* **TRAVAIL À FAIRE**
1 – Résumez l'article en deux phrases.
2 – Dans les lignes de données, recopiez à l'identique le passage allant de la ligne contenant "Locate skin in the frame." jusqu'à celle contenant "[0,0,1344,896]", bornes comprises.

Riyad Seif invite l’opposition syrienne à tirer parti de l’initiative d’Ahmed Moazz Al Khatib – par Ignace Leverrier

Article  •  Publié sur Souria Houria le 9 février 2013

Prenant ses distances avec la plupart de ses camarades de l’opposition syrienne, emmenés par le Conseil National Syrien, qui ont opposé au cours des derniers jours une stricte fin de non recevoir à l’initiative du président de la Coalition Nationale des Forces de la Révolution et de l’Opposition Syrienne, l’ancien animateur du « Printemps de Damas » Riyad Seif a souhaité, le 7 février, apporter des « éclaircissements sur quelques points essentiels ». L’autorité morale de l’ancien député et de l’ancien homme d’affaires damascène, ruiné pour avoir dénoncé l’accaparement de la richesse nationale par les familles Al Assad et Makhlouf et emprisonné pour avoir hébergé à son domicile un forum de dialogue ouvert à tous, donne du poids à sa prise de position et à sa défense d’Ahmed Moazz Al Khatib. Elle contribuera sans nul doute à alimenter un débat interne à l’opposition… une situation totalement inconnue au sein de « l’autre camp », celui du régime, où toute parole sortant de la bouche du moallem, le « patron » qui dirige le pays, doit être considérée comme définitive et sacrée, et ne peut donner lieu à la moindre discussion ou controverse.

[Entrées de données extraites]
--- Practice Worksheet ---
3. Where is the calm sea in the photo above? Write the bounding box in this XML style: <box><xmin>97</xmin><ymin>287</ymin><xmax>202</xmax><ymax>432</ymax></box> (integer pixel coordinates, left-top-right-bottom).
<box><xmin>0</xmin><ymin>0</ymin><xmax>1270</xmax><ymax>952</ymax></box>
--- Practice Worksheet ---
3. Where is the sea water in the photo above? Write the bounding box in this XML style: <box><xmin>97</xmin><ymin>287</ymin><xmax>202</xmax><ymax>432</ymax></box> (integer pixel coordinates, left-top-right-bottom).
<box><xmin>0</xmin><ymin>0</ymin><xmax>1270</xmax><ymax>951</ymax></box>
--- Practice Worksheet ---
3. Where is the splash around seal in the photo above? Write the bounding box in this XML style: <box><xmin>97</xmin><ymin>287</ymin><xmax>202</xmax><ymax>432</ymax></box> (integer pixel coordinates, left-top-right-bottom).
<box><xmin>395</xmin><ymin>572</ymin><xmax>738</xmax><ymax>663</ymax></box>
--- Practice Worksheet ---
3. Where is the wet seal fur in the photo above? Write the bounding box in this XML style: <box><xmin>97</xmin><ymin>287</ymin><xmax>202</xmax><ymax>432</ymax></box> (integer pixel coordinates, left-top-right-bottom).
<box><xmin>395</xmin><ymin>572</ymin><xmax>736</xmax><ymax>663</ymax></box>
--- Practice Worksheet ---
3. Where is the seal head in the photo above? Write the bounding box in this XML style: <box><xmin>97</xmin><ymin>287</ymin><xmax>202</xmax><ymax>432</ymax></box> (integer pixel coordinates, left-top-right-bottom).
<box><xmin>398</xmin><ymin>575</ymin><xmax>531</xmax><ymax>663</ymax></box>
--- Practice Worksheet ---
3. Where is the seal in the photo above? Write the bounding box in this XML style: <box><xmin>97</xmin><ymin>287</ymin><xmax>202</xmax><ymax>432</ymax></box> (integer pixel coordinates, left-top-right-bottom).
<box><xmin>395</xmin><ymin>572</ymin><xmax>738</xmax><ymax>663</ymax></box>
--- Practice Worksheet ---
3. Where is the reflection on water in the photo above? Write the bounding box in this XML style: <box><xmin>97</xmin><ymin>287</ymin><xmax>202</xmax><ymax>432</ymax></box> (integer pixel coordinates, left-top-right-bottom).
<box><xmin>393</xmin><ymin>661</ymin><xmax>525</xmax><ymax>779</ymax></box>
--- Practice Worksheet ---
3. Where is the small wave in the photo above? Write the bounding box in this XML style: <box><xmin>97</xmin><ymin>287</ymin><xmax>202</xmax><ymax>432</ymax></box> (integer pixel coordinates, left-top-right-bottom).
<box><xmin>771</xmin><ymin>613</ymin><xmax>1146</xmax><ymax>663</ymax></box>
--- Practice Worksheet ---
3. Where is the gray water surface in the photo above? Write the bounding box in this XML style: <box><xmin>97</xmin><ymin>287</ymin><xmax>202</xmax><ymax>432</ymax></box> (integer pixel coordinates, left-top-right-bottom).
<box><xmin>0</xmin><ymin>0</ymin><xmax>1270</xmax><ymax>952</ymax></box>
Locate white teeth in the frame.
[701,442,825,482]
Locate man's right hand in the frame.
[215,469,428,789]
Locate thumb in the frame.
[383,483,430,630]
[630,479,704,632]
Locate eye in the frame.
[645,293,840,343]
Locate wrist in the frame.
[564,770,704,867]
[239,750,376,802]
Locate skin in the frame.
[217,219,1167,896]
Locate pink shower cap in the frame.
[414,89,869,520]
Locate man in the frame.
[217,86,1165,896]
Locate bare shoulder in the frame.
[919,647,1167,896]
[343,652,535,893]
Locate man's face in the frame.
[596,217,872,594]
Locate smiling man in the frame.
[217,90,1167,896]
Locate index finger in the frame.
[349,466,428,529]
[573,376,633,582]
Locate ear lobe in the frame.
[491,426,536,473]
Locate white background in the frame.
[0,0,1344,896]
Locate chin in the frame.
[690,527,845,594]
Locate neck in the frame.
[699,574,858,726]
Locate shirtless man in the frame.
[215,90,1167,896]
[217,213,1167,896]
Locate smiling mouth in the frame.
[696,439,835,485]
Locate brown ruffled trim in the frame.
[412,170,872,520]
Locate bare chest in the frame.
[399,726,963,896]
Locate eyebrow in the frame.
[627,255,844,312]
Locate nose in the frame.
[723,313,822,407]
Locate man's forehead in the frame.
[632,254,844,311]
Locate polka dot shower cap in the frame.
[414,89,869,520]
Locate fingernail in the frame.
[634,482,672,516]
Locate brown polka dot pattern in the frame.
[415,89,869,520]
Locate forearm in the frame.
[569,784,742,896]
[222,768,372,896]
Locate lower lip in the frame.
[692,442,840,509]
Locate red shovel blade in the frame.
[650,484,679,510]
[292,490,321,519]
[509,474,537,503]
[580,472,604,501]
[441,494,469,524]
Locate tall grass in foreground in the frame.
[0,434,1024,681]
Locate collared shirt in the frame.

* **TÂCHES RÉSOLUES**
1 – Le 7 février, Riyad Seif, ancien animateur du « Printemps de Damas », s'est démarqué de la plupart de ses camarades de l'opposition syrienne, emmenés par le Conseil National Syrien, qui avaient rejeté l'initiative du président de la Coalition Nationale, et a apporté des éclaircissements sur quelques points essentiels. Son autorité morale d'ancien député et d'homme d'affaires damascène ruiné puis emprisonné donne du poids à sa défense d'Ahmed Moazz Al Khatib et alimentera un débat interne à l'opposition, situation inconnue dans le camp du régime, où la parole du « patron » ne souffre aucune discussion.

2 –
Locate skin in the frame.
[217,219,1167,896]
Locate pink shower cap in the frame.
[414,89,869,520]
Locate man in the frame.
[217,86,1165,896]
Locate bare shoulder in the frame.
[919,647,1167,896]
[343,652,535,893]
Locate man's face in the frame.
[596,217,872,594]
Locate smiling man in the frame.
[217,90,1167,896]
Locate index finger in the frame.
[349,466,428,529]
[573,376,633,582]
Locate ear lobe in the frame.
[491,426,536,473]
Locate white background in the frame.
[0,0,1344,896]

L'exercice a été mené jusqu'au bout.